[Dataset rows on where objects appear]
════
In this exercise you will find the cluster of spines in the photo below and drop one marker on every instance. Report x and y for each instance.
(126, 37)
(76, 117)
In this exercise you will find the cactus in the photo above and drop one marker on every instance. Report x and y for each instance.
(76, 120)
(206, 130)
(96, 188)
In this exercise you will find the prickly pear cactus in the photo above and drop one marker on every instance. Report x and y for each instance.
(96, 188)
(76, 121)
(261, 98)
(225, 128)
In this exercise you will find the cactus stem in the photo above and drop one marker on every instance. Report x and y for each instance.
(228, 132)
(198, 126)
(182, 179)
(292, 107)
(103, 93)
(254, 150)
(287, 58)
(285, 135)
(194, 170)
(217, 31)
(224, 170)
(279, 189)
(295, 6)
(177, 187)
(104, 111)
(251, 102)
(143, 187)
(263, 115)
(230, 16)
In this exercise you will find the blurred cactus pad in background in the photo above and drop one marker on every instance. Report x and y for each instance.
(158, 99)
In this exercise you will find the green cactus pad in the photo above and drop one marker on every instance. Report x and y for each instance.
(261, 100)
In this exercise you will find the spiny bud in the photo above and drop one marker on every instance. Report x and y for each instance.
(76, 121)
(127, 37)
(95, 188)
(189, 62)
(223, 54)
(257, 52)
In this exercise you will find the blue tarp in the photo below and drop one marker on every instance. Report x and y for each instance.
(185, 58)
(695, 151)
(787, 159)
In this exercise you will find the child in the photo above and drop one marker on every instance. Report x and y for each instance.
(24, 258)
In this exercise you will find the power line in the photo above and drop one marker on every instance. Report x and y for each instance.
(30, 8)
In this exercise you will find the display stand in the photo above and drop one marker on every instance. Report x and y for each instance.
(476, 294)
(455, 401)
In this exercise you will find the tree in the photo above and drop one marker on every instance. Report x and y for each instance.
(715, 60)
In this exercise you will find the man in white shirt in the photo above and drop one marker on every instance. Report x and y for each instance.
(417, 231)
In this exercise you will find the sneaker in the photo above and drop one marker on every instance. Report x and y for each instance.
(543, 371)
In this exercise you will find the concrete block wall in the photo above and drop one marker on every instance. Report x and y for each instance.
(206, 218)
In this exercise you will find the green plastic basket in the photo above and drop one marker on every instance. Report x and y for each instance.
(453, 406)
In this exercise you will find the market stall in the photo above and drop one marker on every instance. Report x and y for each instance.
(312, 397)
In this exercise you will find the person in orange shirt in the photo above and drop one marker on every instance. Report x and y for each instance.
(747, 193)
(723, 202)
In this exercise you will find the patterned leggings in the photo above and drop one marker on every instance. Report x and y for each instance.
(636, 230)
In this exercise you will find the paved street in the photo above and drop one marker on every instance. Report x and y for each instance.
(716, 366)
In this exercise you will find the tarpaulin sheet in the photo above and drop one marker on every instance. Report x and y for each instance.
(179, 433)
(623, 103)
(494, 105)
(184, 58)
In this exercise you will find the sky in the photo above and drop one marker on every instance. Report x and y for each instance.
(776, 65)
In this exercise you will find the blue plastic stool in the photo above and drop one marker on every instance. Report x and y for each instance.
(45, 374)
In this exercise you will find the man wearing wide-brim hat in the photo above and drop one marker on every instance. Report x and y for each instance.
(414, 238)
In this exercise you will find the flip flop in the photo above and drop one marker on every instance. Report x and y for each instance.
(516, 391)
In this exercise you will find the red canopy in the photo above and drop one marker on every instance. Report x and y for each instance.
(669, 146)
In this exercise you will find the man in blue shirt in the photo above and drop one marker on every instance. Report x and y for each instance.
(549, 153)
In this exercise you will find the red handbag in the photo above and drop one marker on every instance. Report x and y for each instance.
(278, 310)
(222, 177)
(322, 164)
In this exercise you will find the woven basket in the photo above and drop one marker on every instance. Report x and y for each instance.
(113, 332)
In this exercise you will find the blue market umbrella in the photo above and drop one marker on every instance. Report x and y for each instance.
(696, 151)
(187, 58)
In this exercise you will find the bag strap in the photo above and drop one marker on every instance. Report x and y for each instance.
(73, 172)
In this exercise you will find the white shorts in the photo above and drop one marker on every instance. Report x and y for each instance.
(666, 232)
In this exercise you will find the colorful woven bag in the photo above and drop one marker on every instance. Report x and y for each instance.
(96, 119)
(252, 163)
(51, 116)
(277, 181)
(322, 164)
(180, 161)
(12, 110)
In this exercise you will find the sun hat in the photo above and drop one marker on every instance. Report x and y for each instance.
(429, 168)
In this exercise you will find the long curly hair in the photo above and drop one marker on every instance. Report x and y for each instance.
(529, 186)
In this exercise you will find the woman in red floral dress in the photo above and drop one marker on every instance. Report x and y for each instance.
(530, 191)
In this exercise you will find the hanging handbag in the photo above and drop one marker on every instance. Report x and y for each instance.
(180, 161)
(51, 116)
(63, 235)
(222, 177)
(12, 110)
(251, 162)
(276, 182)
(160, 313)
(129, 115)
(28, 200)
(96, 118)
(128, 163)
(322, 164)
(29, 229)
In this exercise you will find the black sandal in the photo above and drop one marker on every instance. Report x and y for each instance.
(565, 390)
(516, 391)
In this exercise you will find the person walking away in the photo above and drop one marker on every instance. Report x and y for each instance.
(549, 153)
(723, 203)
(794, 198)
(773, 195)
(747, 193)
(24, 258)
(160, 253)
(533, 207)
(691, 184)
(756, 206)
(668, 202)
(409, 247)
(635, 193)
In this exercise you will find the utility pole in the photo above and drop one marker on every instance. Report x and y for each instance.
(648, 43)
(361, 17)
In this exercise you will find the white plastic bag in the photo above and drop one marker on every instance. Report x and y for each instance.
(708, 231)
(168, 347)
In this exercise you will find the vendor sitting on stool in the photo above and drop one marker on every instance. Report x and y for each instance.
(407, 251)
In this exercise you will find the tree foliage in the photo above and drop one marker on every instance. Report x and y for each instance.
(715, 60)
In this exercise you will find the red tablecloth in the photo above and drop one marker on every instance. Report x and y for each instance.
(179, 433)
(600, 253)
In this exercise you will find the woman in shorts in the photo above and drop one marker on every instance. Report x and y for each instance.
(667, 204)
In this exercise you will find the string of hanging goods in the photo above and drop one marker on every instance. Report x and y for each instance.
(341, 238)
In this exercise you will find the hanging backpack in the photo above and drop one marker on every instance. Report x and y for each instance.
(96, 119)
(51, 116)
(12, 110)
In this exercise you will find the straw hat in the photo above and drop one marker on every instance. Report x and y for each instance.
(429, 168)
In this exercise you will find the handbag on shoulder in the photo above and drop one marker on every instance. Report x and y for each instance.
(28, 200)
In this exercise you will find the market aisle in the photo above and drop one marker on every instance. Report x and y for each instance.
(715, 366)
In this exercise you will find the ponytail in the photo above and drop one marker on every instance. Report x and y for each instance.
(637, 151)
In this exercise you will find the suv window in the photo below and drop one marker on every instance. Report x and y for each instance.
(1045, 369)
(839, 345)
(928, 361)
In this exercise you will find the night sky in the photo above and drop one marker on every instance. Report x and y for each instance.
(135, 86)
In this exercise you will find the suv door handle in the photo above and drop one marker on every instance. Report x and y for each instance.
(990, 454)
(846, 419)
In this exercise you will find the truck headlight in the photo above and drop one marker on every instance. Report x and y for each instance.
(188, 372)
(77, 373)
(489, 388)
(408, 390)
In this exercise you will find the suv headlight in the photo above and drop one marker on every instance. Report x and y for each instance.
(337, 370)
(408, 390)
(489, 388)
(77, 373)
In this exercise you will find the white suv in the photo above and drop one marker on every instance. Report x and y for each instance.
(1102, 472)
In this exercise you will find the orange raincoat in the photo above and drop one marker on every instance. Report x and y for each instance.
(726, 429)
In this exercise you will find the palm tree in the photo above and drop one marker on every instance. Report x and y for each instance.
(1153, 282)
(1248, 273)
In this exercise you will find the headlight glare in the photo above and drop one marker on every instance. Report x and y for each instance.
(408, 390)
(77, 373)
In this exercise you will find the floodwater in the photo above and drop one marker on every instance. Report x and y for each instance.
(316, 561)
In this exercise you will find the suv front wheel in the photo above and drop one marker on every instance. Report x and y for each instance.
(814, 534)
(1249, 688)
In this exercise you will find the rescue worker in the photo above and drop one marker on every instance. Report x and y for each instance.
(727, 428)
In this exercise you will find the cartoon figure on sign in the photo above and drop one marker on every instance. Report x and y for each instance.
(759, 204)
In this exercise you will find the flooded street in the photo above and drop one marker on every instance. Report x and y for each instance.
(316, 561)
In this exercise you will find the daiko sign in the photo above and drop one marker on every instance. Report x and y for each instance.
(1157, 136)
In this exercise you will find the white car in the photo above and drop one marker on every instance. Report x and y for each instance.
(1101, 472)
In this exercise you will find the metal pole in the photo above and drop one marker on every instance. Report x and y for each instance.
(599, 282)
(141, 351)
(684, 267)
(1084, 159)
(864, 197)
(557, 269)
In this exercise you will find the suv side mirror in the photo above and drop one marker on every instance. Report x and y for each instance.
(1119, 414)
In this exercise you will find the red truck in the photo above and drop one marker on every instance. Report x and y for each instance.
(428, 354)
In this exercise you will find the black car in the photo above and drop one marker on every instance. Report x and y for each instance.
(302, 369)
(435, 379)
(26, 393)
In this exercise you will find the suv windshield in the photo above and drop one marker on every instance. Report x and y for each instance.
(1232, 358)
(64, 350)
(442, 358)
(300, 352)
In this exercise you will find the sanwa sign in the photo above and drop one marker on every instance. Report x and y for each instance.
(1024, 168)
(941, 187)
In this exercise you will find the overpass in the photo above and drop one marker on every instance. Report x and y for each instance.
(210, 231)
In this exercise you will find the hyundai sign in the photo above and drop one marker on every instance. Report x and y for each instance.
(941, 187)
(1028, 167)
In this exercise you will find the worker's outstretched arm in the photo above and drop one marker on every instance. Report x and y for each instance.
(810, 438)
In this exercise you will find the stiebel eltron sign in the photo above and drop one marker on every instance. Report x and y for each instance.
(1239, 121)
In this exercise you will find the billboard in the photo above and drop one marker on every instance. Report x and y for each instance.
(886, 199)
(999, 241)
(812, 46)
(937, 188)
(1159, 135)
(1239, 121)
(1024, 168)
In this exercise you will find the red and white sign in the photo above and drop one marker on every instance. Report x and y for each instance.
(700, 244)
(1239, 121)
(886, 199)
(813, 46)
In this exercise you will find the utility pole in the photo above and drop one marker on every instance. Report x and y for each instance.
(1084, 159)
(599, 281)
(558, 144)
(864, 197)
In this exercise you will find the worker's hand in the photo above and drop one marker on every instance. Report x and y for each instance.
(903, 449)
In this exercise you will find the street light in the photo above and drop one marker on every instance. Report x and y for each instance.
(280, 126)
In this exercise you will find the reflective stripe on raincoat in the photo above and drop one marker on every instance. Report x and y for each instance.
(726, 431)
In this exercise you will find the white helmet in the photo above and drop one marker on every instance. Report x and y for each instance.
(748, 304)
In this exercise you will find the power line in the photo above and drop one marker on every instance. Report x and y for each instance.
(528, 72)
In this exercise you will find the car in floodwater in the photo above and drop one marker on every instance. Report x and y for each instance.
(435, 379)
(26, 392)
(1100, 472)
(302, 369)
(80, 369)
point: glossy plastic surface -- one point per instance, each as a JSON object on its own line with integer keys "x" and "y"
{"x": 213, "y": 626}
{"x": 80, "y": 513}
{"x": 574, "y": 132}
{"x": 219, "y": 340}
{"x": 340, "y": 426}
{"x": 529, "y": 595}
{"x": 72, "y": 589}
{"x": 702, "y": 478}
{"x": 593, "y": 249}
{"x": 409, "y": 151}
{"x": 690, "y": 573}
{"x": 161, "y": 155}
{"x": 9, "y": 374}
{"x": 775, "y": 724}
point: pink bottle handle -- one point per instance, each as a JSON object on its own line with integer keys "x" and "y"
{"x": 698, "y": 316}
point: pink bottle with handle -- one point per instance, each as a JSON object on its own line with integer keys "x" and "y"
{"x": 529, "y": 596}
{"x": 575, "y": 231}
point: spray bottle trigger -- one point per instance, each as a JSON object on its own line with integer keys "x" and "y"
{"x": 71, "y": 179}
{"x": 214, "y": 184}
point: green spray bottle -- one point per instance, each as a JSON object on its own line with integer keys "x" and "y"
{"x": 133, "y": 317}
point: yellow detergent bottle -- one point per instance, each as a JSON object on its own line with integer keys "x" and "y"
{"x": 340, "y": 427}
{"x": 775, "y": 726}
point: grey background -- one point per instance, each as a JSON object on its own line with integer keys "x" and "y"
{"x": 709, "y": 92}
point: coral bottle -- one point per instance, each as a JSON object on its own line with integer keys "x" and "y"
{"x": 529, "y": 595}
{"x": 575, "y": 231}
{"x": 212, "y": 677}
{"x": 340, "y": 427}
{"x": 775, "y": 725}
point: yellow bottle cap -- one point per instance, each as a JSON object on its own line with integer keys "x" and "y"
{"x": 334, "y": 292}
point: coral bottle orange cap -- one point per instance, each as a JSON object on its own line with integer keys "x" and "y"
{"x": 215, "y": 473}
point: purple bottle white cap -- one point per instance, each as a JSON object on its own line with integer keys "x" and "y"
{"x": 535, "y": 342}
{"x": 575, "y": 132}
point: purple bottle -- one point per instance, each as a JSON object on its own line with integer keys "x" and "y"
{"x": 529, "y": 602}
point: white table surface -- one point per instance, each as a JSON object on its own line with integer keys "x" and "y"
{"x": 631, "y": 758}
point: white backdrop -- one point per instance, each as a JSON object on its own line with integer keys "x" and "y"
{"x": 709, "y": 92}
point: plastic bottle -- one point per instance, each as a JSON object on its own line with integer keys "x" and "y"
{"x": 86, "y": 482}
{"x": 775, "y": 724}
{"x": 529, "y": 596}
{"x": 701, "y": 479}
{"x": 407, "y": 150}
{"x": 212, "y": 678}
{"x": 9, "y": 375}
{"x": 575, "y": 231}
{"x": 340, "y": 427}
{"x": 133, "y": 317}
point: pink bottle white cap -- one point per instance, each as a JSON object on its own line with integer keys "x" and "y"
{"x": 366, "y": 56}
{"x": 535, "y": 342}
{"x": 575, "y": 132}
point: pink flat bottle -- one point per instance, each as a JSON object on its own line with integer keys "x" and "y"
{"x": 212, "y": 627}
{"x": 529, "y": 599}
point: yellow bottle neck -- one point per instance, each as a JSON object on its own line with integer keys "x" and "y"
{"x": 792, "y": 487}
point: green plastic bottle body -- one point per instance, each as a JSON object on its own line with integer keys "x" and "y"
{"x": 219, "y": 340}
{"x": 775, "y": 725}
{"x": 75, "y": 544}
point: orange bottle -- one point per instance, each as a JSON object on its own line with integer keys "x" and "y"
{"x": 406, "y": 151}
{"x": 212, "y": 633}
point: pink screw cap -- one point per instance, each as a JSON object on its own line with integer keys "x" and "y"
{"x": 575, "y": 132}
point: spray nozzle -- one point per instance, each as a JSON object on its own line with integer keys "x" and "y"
════
> WRITTEN INSTRUCTION: Every line from the one holding "point: pink bottle white" through the final line of the listing must be echoed exactly; leave out all other lines.

> REPLY TO THE EXERCISE:
point: pink bottle white cap -- one point per instance, each as a JSON object on its own line with integer keys "x" and "y"
{"x": 366, "y": 56}
{"x": 535, "y": 342}
{"x": 575, "y": 132}
point: pink flat bottle -- one point per instance, each as a JSON object on its own line with integer keys "x" and "y"
{"x": 212, "y": 627}
{"x": 529, "y": 599}
point: yellow bottle neck -- one point per instance, each as a JSON object on its own line with integer keys "x" and "y"
{"x": 792, "y": 487}
point: green plastic bottle body -- one point per instance, each as a JSON object on its own line with integer keys "x" and "y"
{"x": 219, "y": 340}
{"x": 775, "y": 725}
{"x": 75, "y": 544}
point: orange bottle -- one point per instance, each as a JSON object on its own line with integer keys "x" and "y"
{"x": 406, "y": 151}
{"x": 212, "y": 633}
point: pink screw cap -- one point per instance, each as a JSON object on its own line with integer keys "x" and "y"
{"x": 575, "y": 132}
point: spray nozzle -- one point per instance, each as a JSON object on its own line with integer keys "x" and "y"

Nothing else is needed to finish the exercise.